Can you copy every line of the items below, requests included, while offsetting each point coordinate in the answers by -55 and leaving the sample coordinates in the requests unchanged?

++++ Supplied information

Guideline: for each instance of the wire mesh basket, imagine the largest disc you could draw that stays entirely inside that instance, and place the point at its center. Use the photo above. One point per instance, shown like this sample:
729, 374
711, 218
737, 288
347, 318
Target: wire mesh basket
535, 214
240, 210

++++++++

Completed task =
Guideline: for each instance of the wire mesh basket, imagine the largest disc you could draw that stays entirely inside that instance, and place the point at its center. Use the photo above. One point per instance, shown like this sample:
729, 374
711, 218
737, 288
347, 318
Target: wire mesh basket
480, 159
185, 155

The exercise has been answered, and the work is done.